▶ [Do this]:
Pick out and copy every line in the records below that contains the string "hand". The match is case-sensitive.

▶ [Data for the task]:
■ ■ ■ ■ ■ ■ ■

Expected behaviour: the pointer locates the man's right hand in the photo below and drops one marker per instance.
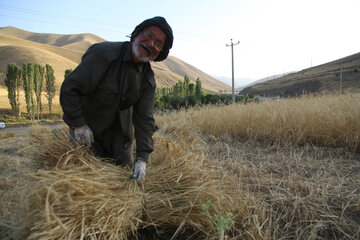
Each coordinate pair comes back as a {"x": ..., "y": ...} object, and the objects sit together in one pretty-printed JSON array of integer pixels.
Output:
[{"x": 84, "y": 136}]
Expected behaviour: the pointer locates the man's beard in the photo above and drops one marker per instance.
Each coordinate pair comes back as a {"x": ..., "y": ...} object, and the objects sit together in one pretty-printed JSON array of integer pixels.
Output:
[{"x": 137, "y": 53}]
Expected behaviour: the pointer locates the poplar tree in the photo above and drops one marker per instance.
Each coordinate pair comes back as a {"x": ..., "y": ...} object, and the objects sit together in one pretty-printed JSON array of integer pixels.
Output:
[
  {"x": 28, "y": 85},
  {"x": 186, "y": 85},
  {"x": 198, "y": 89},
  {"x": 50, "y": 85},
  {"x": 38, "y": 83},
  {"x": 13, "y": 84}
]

■ ■ ■ ■ ■ ■ ■

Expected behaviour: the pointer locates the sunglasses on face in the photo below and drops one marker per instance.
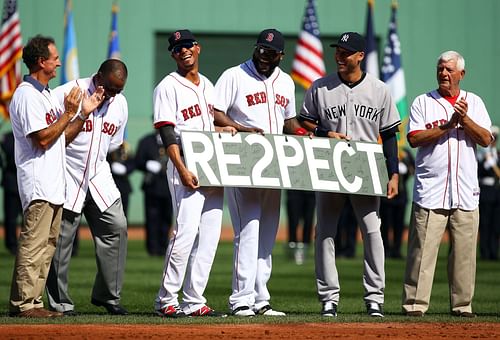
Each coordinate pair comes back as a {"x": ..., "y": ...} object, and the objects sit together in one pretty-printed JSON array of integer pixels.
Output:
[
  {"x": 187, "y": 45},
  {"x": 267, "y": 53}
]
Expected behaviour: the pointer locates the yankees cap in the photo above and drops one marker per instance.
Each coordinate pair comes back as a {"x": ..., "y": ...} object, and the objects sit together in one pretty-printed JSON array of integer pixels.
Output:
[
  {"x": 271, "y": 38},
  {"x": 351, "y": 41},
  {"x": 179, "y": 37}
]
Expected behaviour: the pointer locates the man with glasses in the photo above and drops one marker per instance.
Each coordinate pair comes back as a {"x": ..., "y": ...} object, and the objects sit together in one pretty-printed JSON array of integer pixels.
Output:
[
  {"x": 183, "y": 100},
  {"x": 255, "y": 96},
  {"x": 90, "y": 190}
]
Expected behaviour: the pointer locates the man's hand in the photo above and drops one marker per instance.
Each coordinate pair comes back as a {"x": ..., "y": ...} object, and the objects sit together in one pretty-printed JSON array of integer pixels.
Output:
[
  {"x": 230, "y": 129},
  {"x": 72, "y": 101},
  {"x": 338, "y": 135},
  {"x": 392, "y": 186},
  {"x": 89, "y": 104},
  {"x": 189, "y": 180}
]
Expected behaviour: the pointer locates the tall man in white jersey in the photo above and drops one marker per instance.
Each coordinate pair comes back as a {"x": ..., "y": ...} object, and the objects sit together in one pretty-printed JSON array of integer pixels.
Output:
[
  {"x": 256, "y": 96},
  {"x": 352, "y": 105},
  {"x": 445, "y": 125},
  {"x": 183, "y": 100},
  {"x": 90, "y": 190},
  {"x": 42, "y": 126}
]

■ ■ ■ ■ ■ ■ ■

▶ [Full response]:
Expected behaviour: the pointer locates the man's right hand in the photo below and drops one marker per instance.
Expected behaviour: the pointer locates the man's hand in the photo above and drops one marker per instance.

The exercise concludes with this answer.